#### [Exercise requirements]
Please copy, exactly as they appear below, the lines from the one containing "of the purple" through the one containing "of the soil".

#### [Records for the exercise]
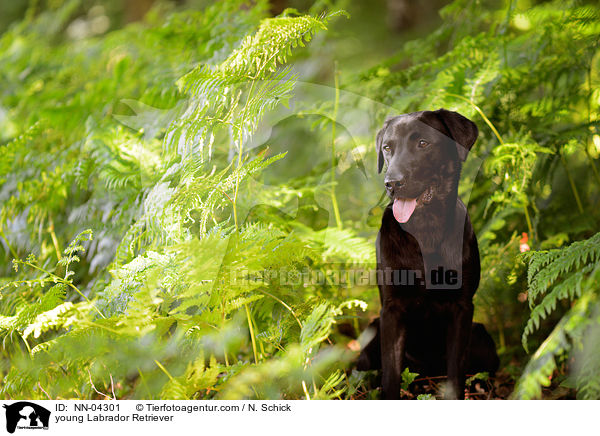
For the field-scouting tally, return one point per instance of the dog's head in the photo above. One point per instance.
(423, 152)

---

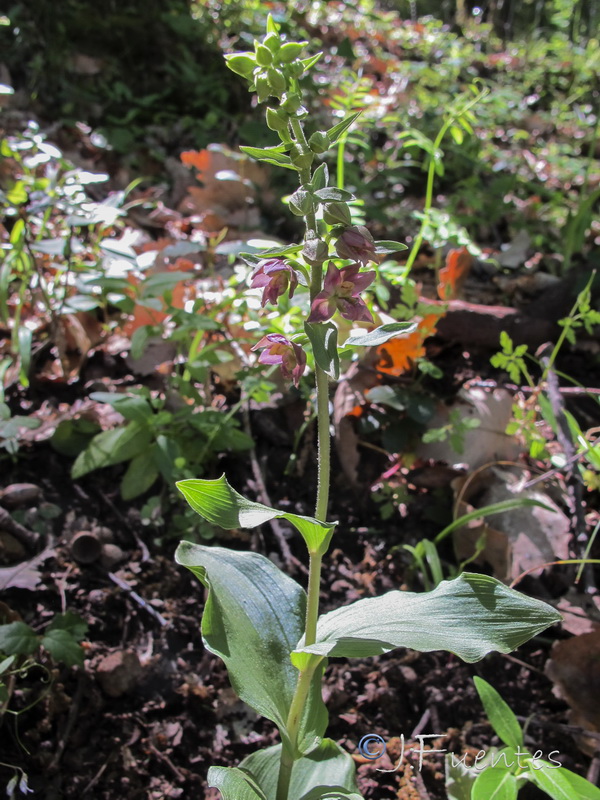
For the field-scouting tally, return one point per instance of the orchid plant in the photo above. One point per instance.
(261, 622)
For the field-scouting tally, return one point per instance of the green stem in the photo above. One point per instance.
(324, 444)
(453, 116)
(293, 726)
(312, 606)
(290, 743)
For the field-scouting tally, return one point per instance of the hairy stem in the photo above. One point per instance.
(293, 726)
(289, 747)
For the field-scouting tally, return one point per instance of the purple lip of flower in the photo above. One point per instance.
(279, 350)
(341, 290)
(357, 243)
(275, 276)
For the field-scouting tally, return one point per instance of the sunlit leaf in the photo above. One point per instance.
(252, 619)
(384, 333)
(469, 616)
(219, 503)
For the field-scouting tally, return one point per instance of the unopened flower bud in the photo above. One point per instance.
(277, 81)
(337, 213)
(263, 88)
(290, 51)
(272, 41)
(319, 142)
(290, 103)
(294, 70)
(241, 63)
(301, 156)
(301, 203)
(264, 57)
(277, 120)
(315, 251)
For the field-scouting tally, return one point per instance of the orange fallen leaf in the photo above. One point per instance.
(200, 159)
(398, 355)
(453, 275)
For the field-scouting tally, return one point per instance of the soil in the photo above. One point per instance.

...

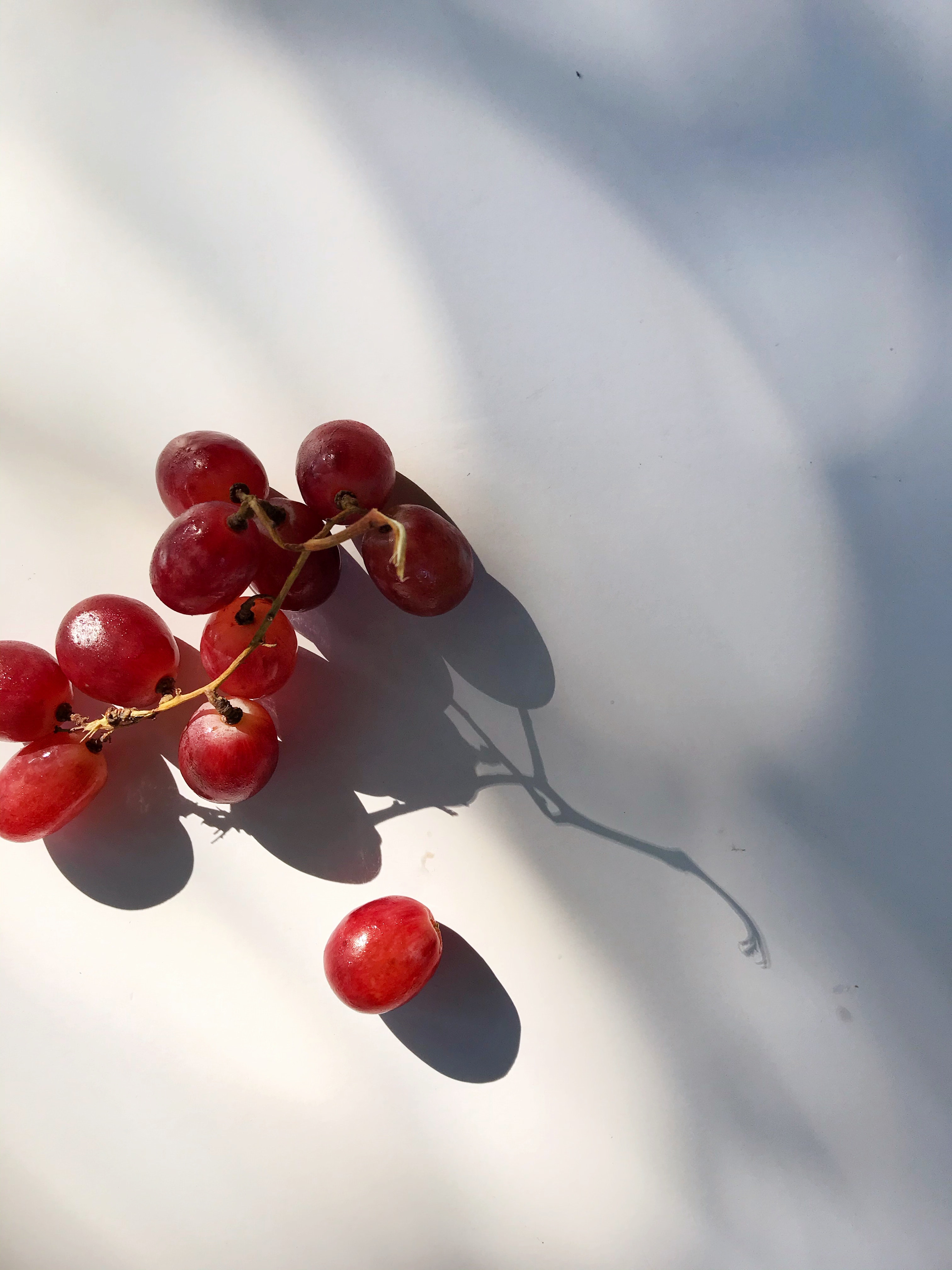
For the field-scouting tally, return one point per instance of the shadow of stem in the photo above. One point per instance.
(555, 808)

#### [Task answer]
For the field-scouting tally, return one point per instance of the purple lip of flower in the photo above. One point per instance.
(279, 350)
(341, 290)
(357, 243)
(275, 276)
For the field-scouting tally, return one point per instance of the sunlit leaf in the photo above. One point per instance.
(252, 619)
(384, 333)
(469, 616)
(219, 503)
For the field-scouting tally, return one point per instance of the unopened flower bud in the photo above. One point per instance.
(277, 81)
(337, 213)
(263, 88)
(290, 51)
(272, 41)
(319, 142)
(290, 103)
(294, 70)
(241, 63)
(301, 156)
(301, 203)
(264, 57)
(277, 120)
(315, 251)
For the field-scouting tally, return one point per instance of the orange fallen leaf in the photo above. One point per instance.
(200, 159)
(398, 355)
(453, 275)
For the field-scouting tally, return one point per instance of the soil in the photo above. One point per instance.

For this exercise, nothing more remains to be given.